— EXERCISE DATA —

++++++++++

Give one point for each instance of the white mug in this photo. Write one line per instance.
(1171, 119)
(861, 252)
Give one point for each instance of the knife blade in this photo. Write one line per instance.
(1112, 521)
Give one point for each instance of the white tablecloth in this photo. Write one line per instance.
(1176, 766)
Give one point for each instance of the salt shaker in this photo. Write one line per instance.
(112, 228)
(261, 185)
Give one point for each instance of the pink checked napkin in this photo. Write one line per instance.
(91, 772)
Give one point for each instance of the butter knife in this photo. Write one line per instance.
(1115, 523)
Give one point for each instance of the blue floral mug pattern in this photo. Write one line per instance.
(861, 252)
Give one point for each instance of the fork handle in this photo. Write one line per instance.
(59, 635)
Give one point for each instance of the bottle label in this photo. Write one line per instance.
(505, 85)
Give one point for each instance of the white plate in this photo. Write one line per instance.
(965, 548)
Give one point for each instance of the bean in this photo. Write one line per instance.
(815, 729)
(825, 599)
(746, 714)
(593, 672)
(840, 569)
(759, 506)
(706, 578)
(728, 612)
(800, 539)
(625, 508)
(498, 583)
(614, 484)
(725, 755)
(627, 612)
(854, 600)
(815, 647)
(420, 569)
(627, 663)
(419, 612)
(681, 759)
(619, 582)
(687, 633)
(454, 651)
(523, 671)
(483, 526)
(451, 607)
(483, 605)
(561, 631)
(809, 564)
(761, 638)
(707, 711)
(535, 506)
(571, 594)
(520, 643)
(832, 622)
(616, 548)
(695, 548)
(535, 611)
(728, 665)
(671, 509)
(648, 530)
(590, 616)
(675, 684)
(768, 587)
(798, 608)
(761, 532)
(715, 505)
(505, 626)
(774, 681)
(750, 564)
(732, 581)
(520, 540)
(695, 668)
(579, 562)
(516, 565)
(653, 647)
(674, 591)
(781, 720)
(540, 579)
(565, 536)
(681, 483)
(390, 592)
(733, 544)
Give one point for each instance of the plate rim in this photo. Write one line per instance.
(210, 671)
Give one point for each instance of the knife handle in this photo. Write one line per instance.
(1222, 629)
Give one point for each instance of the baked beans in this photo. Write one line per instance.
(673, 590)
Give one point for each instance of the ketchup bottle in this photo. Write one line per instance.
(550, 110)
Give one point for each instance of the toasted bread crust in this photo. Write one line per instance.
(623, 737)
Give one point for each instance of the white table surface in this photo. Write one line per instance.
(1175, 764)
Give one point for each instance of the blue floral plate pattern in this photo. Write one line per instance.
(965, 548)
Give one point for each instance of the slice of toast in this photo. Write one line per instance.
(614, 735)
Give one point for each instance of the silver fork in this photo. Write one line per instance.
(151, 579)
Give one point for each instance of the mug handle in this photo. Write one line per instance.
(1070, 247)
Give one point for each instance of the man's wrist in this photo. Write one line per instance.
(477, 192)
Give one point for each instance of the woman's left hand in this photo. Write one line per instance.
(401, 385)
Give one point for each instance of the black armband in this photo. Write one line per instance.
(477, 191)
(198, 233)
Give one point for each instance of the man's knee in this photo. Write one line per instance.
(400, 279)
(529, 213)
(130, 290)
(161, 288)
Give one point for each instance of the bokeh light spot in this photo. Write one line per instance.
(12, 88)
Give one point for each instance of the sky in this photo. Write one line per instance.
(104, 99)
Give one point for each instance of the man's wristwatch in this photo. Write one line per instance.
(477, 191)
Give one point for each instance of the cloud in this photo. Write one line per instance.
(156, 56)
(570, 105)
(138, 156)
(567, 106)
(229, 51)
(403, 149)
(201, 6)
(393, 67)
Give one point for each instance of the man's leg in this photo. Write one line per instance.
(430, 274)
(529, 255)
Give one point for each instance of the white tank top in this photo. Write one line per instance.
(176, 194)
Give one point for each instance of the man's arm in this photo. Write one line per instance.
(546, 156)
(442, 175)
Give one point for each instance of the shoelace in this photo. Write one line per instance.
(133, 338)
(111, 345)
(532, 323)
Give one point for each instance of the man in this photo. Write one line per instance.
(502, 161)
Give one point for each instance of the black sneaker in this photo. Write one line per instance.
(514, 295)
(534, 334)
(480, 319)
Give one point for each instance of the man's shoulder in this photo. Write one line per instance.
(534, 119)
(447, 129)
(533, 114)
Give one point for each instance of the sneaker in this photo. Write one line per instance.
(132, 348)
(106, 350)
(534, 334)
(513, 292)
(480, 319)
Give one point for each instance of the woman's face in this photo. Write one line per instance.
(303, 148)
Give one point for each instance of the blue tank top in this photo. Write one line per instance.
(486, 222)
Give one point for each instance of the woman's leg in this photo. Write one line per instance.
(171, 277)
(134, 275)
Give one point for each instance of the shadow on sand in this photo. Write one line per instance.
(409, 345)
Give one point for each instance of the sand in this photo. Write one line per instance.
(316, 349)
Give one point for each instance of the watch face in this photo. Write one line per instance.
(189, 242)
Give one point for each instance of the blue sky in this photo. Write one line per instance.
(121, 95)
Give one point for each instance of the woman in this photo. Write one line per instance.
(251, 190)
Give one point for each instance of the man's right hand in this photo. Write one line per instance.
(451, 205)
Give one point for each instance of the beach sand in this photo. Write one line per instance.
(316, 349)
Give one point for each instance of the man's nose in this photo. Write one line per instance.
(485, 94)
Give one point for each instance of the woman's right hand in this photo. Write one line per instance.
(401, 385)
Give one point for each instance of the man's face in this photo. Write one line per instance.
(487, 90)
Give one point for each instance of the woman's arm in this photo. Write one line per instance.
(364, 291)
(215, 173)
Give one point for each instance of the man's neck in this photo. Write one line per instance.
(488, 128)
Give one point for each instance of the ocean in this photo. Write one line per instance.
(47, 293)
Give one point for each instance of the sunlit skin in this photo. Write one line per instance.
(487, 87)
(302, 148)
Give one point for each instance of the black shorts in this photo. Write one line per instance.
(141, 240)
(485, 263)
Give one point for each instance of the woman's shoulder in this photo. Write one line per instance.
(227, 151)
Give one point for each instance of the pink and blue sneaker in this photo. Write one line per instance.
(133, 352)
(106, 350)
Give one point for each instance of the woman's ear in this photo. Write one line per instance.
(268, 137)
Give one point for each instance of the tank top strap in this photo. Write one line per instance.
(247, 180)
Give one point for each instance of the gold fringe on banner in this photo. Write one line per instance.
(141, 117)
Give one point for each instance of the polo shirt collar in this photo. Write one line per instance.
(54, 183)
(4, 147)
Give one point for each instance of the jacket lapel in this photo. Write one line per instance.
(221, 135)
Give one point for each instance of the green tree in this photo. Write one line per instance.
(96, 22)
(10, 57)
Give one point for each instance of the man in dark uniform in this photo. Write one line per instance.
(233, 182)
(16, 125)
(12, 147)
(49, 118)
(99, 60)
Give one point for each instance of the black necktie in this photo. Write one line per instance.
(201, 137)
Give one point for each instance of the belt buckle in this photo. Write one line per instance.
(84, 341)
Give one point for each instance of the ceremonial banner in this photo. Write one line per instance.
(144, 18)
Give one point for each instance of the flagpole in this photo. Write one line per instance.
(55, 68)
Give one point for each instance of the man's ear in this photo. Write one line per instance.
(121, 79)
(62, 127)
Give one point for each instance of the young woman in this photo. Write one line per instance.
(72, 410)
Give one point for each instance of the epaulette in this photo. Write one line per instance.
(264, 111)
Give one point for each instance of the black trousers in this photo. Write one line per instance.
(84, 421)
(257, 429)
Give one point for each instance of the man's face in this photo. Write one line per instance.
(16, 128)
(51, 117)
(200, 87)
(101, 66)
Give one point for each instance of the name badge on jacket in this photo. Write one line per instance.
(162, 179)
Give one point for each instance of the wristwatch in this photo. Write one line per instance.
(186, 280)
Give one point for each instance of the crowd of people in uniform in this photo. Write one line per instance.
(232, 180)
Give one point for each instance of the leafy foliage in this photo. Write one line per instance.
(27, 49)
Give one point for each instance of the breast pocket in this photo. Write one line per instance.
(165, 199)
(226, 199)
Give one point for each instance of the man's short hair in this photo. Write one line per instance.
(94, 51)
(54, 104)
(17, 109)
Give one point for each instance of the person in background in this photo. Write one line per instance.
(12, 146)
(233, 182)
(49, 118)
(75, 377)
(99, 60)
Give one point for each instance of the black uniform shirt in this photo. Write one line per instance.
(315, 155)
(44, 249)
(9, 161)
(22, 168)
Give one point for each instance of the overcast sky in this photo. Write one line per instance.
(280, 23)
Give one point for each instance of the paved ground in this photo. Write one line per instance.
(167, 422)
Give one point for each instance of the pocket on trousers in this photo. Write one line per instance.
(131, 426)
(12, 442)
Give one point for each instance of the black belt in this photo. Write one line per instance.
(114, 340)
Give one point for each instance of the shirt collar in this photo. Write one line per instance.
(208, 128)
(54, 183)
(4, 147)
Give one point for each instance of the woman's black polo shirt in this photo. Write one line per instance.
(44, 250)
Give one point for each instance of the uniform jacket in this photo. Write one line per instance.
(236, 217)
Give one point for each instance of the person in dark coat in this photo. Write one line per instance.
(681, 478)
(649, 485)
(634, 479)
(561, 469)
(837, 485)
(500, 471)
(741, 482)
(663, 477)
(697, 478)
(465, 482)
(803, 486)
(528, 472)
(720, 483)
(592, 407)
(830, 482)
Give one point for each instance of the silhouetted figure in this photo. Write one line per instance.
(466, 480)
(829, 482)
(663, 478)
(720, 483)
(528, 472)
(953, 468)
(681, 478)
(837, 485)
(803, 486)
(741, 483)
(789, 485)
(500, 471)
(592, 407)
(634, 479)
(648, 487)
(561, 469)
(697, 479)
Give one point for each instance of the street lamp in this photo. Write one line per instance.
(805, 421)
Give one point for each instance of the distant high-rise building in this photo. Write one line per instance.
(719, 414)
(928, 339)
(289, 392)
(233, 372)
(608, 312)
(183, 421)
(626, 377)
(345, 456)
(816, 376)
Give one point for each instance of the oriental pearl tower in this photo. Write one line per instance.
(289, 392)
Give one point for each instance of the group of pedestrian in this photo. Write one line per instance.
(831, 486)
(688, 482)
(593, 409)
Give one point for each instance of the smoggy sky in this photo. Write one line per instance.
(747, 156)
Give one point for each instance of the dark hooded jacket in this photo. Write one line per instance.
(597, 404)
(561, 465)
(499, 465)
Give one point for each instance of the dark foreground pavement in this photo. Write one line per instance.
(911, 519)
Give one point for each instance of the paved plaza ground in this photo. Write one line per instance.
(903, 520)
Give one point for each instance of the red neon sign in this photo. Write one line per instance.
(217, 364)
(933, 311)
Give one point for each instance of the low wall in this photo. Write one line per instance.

++++++++++

— TASK STATEMENT —
Begin at the line containing "Give one point for each instance of the shirt" and reproduce each line through the end of the records above.

— TASK RESULT —
Give one point for each instance of the shirt collar in this photo. Write one line per instance.
(208, 128)
(54, 183)
(4, 147)
Give one point for each instance of the woman's black polo shirt in this photo. Write one line per instance.
(44, 250)
Give one point for each instance of the uniform jacket in this photo. Write one line per instance.
(236, 217)
Give one point for each instance of the person in dark coat in this photo. Write one line per instance.
(681, 478)
(649, 485)
(634, 479)
(561, 469)
(837, 485)
(500, 471)
(741, 482)
(663, 477)
(697, 478)
(465, 482)
(803, 486)
(528, 472)
(720, 483)
(592, 407)
(830, 482)
Give one point for each instance of the silhouetted figure in this photo. Write one line per instance.
(466, 480)
(829, 482)
(663, 478)
(720, 483)
(528, 472)
(953, 468)
(681, 478)
(837, 485)
(803, 486)
(741, 483)
(789, 485)
(500, 471)
(592, 407)
(634, 479)
(648, 487)
(561, 469)
(697, 479)
Give one point for each instance of the street lamp in this photo. Write one line per instance.
(805, 421)
Give one point for each instance of the distant high-rise building in this photo. Write one line per instance.
(719, 414)
(928, 339)
(289, 392)
(233, 372)
(608, 312)
(183, 421)
(626, 377)
(345, 456)
(816, 376)
Give one point for each instance of the oriental pearl tower in this photo. Write one line per instance.
(289, 392)
Give one point for each instance of the group of pedestrian in this photo. Write one line per instance.
(831, 486)
(688, 482)
(593, 409)
Give one point for each instance of the smoggy sky in this photo. Write one line per instance.
(747, 156)
Give one point for each instance of the dark hooded jacket in this photo. Write one line per instance.
(597, 404)
(561, 465)
(499, 465)
Give one point for each instance of the dark foreground pavement in this photo. Write one line per instance.
(911, 519)
Give one point for each instance of the paved plaza ground in this photo. Write one line per instance.
(903, 520)
Give one point for each instance of the red neon sign in this photo. Write one line per instance.
(217, 364)
(933, 311)
Give one point for each instance of the low wall in this photo. Write one line per instance.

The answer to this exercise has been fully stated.